» **Esercizi e attività**:
1. Rispondi alle domande seguenti sul brano dedicato al punto di vista nel cinema.
(a) Che cosa esiste accanto ai fenomeni di sintonizzazione dei diversi livelli?
(b) Di chi non è lo sguardo che inquadra la merce nella vetrina?
(c) Chi viene indicato come esempio di coloro che usano lo sguardo per dominare il mondo?
2. Riscrivi il brano sul punto di vista nel cinema da "Questa triplice realtà" a "della propria attività.", sostituendo "meccanismo" con "principio".

» **Testo della pagina**:
════

Questa triplice realtà si istituisce grazie allo stesso meccanismo che sta alla base dell’aspettualizzazione: se è vero infatti che il punto di vista contrassegna sia il formarsi sia l’offrirsi sulla scena, è in particolare la capacità di questo punto di vista di prender la scena quale oggetto a sé stante e se stesso quale destinatario esterno che gli permette di articolare i piani della propria attività.
Bisogna aggiungere che accanto ai fenomeni di sintonizzazione dei diversi livelli, esistono anche delle forme di scontro, che portano ad esempio a negare sul piano percettivo ciò che viene invece affermato sul piano informazionale o epistemico.
È appunto quanto appare nel nostro esempio: essa non è una soggettiva perché lo sguardo che inquadra la merce nella vetrina non è quello dell’uomo o della donna in campo, ma potrebbe esserlo perché il modo di acquisire i dati e lo statuto loro assegnato ripropone il vissuto e la provvisorietà dei due personaggi: insomma questa inquadratura d’avvio non possiede in vedere in soggettiva, ma ne possiede il sapere e il credere. Una tale dissimmetria è più diffusa di quanto non sembri: magari in forma più sfumata, ritorna in parecchie occasioni; la ritroviamo in particolare in ogni volta che si scontrano le paure di un coinvolgimento e il piacere di un dominio. Il cinema di Lang insiste spesso su questi due poli: quanto al rischio, basta pensare a coloro che pagano per aver lanciato un’occhiata di troppo o a coloro che si fanno conquistare da qualcosa che hanno osservato; quanto alla potenza, basta pensare invece a quelli che usano lo sguardo per dominare il mondo – come i Mabuse –.

════

» **Dati presentati**:
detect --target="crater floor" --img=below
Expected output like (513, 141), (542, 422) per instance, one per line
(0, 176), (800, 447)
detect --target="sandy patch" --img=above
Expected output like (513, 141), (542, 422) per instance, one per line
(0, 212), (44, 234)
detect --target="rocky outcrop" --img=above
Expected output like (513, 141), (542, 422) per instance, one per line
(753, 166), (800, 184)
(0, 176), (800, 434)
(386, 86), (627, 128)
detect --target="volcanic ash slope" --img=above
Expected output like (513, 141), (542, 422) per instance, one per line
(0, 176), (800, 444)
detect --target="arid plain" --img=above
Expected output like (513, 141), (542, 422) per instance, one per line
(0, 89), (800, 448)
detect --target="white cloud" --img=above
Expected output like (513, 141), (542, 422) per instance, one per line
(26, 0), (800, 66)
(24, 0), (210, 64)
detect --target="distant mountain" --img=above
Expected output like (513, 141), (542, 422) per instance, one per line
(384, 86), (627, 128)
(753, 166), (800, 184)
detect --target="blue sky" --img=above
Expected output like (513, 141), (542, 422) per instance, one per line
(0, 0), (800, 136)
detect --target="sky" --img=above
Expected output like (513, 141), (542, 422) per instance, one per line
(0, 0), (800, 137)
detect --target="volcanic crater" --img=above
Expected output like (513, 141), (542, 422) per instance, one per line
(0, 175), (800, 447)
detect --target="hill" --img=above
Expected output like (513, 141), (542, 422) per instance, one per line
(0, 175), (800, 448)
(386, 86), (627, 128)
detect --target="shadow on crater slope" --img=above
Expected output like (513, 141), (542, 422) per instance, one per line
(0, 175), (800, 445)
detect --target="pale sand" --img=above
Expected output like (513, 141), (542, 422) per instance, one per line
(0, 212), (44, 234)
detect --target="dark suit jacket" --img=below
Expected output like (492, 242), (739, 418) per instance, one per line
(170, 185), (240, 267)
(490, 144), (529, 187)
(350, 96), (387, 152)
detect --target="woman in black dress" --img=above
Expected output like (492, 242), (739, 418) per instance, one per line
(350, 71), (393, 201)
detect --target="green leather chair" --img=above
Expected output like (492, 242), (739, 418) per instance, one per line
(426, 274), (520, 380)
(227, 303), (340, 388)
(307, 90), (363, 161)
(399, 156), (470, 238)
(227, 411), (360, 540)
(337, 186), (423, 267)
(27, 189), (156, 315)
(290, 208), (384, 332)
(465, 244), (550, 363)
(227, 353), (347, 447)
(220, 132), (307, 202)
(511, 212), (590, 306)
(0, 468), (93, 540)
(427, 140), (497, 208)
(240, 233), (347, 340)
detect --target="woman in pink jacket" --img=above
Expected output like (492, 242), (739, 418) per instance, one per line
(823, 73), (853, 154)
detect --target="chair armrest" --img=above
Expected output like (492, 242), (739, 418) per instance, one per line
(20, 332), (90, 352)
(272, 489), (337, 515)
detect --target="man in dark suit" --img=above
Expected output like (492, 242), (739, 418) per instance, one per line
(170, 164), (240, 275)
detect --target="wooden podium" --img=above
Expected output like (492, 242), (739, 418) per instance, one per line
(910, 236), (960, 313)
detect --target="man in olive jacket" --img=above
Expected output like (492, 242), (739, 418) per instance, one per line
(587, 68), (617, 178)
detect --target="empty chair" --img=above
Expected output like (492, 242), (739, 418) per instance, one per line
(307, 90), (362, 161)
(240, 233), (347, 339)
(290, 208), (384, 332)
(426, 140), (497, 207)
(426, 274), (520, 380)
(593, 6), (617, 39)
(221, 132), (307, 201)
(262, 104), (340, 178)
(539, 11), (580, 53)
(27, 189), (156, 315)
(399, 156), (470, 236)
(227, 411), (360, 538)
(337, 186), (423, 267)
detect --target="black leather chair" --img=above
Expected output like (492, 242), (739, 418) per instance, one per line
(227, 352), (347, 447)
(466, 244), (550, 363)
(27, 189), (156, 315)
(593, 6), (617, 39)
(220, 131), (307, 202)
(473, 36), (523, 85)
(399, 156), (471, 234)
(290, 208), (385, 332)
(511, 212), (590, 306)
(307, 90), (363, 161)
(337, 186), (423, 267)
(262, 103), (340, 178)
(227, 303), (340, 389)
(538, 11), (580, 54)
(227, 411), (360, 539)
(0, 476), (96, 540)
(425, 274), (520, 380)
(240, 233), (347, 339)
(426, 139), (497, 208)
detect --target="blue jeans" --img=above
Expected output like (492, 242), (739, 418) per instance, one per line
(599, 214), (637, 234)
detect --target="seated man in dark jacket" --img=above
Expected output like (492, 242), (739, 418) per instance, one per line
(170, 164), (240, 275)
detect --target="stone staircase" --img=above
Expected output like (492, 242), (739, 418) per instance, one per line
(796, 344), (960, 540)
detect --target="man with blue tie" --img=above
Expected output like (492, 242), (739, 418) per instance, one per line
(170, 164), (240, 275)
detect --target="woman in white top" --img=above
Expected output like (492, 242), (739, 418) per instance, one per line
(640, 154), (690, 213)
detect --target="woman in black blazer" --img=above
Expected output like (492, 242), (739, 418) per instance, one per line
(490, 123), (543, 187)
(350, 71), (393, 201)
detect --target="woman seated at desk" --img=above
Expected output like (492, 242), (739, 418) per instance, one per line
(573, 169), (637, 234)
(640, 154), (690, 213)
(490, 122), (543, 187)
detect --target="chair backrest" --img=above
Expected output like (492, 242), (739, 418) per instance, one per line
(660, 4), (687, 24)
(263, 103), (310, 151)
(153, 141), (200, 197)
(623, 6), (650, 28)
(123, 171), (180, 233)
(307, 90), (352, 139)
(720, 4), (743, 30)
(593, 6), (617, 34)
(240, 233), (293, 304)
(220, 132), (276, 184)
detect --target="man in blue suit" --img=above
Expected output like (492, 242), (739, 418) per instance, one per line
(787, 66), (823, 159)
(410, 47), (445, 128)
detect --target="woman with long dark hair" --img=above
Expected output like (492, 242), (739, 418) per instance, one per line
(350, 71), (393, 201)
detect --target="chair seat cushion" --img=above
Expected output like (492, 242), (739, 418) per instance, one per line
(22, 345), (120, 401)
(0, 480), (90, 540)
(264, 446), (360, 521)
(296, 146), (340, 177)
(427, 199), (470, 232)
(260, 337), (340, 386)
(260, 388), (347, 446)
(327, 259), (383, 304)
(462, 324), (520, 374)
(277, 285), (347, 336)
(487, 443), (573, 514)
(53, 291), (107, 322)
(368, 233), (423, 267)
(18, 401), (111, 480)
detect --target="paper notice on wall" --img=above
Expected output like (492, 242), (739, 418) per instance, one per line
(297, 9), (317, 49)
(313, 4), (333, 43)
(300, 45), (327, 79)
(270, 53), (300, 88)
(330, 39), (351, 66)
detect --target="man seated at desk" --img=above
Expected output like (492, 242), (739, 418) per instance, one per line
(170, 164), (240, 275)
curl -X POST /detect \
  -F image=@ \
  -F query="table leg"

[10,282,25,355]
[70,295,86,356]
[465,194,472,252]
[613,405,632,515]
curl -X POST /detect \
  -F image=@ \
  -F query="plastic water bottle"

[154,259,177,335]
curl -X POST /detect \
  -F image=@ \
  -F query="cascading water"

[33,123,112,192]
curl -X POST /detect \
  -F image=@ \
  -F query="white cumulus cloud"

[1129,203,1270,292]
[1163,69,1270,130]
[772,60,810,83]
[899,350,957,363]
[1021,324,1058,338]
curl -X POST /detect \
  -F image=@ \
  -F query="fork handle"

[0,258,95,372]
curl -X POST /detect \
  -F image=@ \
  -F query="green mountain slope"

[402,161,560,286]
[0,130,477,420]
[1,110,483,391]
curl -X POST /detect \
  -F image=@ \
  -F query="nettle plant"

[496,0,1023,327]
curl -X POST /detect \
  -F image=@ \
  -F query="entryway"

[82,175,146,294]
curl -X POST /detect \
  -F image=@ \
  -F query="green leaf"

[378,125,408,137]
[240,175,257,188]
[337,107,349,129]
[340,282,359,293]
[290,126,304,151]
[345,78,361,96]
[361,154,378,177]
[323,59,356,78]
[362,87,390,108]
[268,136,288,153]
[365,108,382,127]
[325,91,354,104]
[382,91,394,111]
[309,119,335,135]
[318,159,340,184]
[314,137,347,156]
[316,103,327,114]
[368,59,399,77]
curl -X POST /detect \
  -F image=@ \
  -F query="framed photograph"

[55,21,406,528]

════

» **Soluzioni degli esercizi**:
1.
(a) Delle forme di scontro.
(b) Dell’uomo o della donna in campo.
(c) I Mabuse.

2.
Questa triplice realtà si istituisce grazie allo stesso principio che sta alla base dell’aspettualizzazione: se è vero infatti che il punto di vista contrassegna sia il formarsi sia l’offrirsi sulla scena, è in particolare la capacità di questo punto di vista di prender la scena quale oggetto a sé stante e se stesso quale destinatario esterno che gli permette di articolare i piani della propria attività.